• [TASK INSTRUCTIONS]:
Transcribe all the records exactly and omit any images they hold.

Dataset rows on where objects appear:
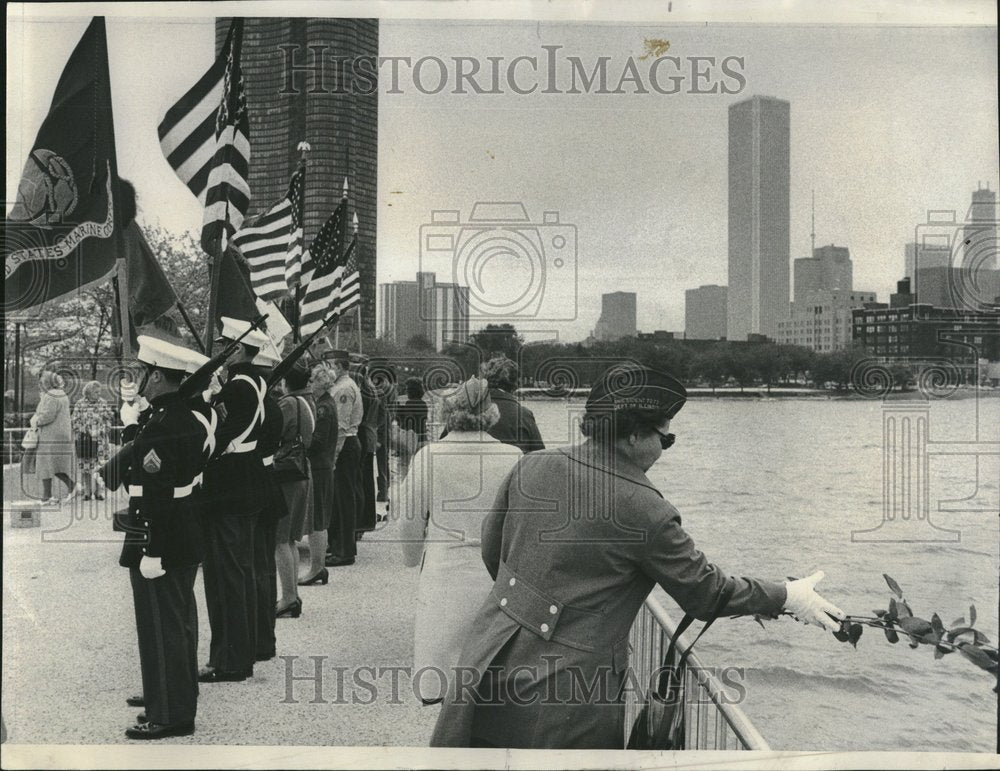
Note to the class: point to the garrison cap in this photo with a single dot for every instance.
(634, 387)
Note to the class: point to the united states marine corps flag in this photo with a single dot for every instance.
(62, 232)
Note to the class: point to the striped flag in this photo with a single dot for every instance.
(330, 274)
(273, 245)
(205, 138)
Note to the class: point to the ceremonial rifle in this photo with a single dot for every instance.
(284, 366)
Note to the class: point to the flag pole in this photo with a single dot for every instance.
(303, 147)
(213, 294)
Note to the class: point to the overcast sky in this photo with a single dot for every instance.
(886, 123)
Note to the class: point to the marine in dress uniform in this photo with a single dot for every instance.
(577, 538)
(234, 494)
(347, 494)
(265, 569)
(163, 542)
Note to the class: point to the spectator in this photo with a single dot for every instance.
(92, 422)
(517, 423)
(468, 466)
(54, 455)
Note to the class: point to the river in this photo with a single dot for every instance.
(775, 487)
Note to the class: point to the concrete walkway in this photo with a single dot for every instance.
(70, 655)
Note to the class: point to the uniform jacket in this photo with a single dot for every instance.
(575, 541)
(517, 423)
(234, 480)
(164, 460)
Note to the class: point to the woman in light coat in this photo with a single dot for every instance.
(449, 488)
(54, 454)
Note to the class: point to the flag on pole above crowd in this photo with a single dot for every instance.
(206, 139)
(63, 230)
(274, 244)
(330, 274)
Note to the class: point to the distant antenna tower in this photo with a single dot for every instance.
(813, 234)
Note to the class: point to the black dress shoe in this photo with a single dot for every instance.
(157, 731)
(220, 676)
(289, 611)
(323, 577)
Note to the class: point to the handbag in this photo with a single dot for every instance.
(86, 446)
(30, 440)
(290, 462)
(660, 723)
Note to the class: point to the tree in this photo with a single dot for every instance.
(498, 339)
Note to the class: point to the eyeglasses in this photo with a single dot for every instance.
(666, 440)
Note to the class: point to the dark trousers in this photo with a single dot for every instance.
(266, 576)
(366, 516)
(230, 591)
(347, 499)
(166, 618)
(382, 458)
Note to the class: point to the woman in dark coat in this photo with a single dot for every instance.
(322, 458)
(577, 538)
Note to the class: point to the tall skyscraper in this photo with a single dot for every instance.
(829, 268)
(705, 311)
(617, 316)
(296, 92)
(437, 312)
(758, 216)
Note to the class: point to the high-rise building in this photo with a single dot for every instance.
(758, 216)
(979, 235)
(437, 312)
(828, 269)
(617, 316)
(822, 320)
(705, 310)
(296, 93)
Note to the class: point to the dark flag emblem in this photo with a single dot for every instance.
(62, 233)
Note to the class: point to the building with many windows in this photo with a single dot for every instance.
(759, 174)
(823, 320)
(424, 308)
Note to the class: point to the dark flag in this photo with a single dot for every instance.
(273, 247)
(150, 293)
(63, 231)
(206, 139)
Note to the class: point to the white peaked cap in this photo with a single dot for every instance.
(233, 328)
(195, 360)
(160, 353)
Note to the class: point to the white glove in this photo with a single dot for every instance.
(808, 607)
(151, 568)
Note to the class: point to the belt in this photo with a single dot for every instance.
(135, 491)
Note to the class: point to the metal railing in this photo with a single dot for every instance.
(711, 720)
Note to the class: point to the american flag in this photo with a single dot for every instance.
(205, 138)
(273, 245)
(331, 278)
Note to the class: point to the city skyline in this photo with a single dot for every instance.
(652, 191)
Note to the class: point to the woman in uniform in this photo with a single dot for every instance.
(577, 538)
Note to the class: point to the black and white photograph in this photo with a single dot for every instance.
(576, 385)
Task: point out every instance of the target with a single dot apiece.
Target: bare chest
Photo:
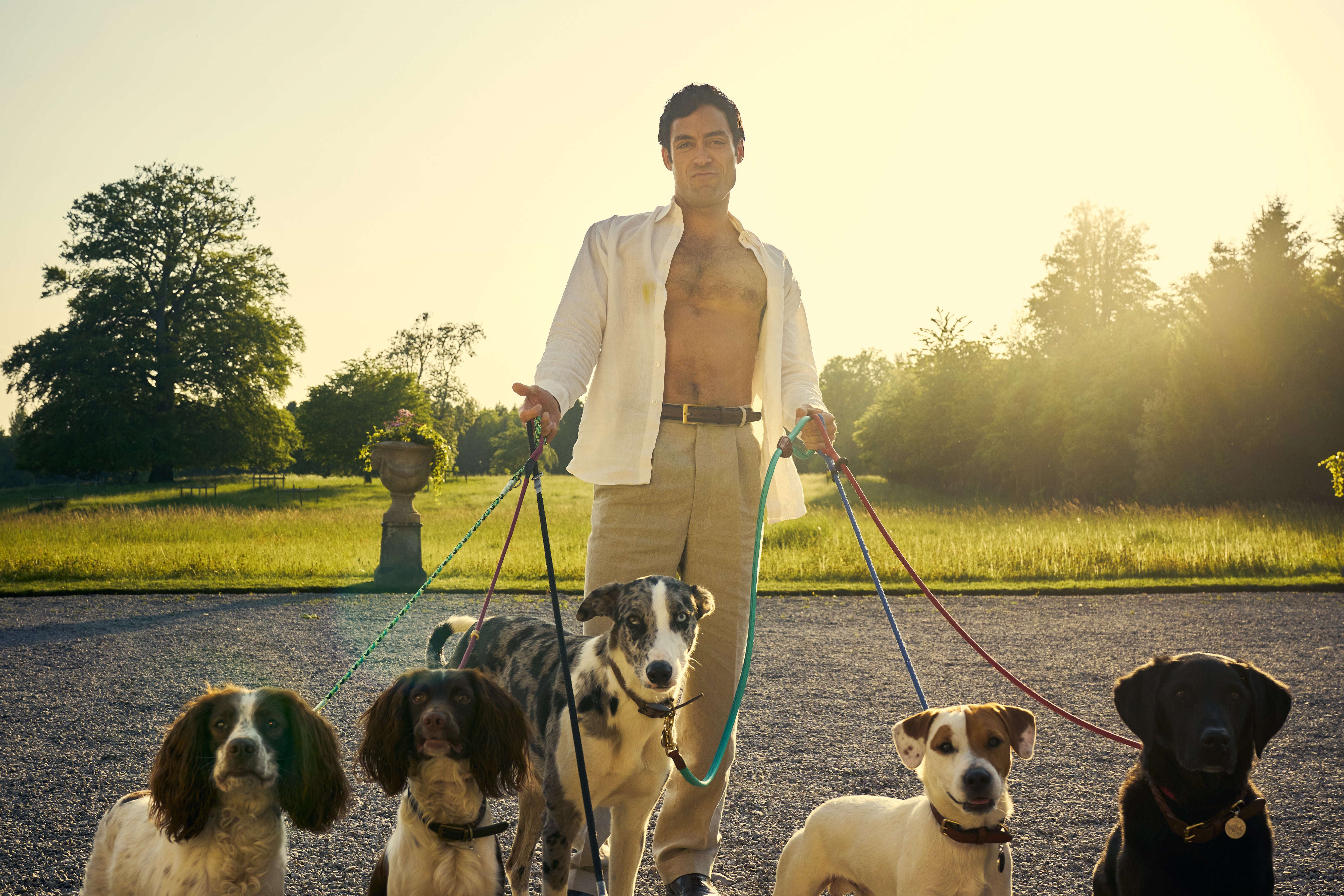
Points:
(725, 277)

• [SOLVED PROBLEM]:
Note to the class: point to the garrison cap in this photo with a single dot for every instance.
(634, 387)
Note to the class: point to the united states marine corps flag in this photo with a single dot for every instance.
(62, 232)
Note to the class: point to the striped flag in this photo with a single dot for every instance.
(330, 274)
(273, 245)
(205, 138)
Note to the class: point to the ceremonial rifle in this photo with a single dot for every instance.
(284, 366)
Note to the class: point to the flag pole in this photo with a single dot for every instance.
(303, 147)
(213, 294)
Note to the class: point to the overcast sky in this photo with a single dot for every instance.
(886, 123)
Note to the class: point to the marine in dress uniform in this photo with a single dot for every instance.
(577, 538)
(234, 494)
(347, 494)
(265, 569)
(163, 542)
Note to the class: point to the spectator in this photo with a single dot for every instance.
(92, 422)
(517, 423)
(468, 466)
(54, 455)
Note to the class: point to the river in this photo with a single dot for every instance.
(775, 487)
Note to the class: point to the concrete walkway in this photo with a single dot for every instance.
(70, 655)
Note to the class: point to the uniform jacket in this photo with a single dot for every instance.
(575, 541)
(517, 423)
(234, 480)
(164, 460)
Note to the class: point to the woman in light coat in this photo with a single dot for every instance.
(449, 488)
(54, 454)
Note to the class: point to the flag on pole above crowd in this photo with a single dot for every instance.
(206, 139)
(63, 230)
(274, 244)
(330, 274)
Note to the class: point to the distant antenna tower in this photo with a single dot for every instance.
(813, 234)
Note to the class: point to the black dress shoe in this photo with a single dot for every instance.
(157, 731)
(220, 676)
(289, 611)
(323, 577)
Note to the class: point to the handbag in this photo with a single dot for every instance.
(86, 446)
(30, 440)
(290, 462)
(660, 723)
Note to the class: point to the tree in this photo with a single dot for every instance.
(498, 339)
Note to the class: point to the eyeglasses in this photo with a single dot for every instance.
(666, 440)
Note to the class: point to the dark trousers in this photo with a single dot for every instance.
(266, 576)
(366, 516)
(230, 591)
(347, 499)
(166, 618)
(382, 458)
Note to the class: point to the woman in dark coat in this photo with a single dot for every instance.
(322, 458)
(577, 538)
Note to the class: point to the tall skyscraper in this photo with a single dot for every instance.
(829, 268)
(705, 311)
(617, 316)
(296, 92)
(437, 312)
(758, 216)
Note to the class: point to the high-rise building in this photo with a single dot for every instance.
(758, 216)
(979, 235)
(437, 312)
(828, 269)
(617, 316)
(822, 320)
(705, 310)
(296, 93)
Note to the class: point to the dark flag emblem in this photo with a single dot for every instance.
(62, 233)
Note to the class: point to the building with many windows in this photo with a single dot for every instance.
(759, 174)
(823, 320)
(424, 308)
Note to the class: point to the dark flag in this photo with a single dot for every instance.
(273, 247)
(150, 293)
(63, 231)
(206, 139)
Note to the class: point to the white peaked cap in this photo with a single dot for every instance.
(233, 328)
(195, 360)
(160, 353)
Note to the class: point to the white glove in this photo with a single dot for every instance.
(808, 607)
(151, 568)
Note to the class: point to the belt in this photo with a single dot for every instance.
(135, 491)
Note to the class: point to the metal railing in this photo with a single dot for every instance.
(711, 720)
Note to the class: point to the american flag in this photo with a single dot for every instance.
(205, 138)
(273, 245)
(331, 278)
Note to the class: point to the city skyline in this photo with a single dot for every instance.
(652, 191)
Note to the class: point to the woman in uniform in this photo with a single dot for every instance.
(577, 538)
Note to the class: point to the black and white photograph in this photo with a single dot for every instance.
(576, 385)
Task: point out every instance of the target with a single dot apiece.
Target: bare chest
Photo:
Points:
(725, 277)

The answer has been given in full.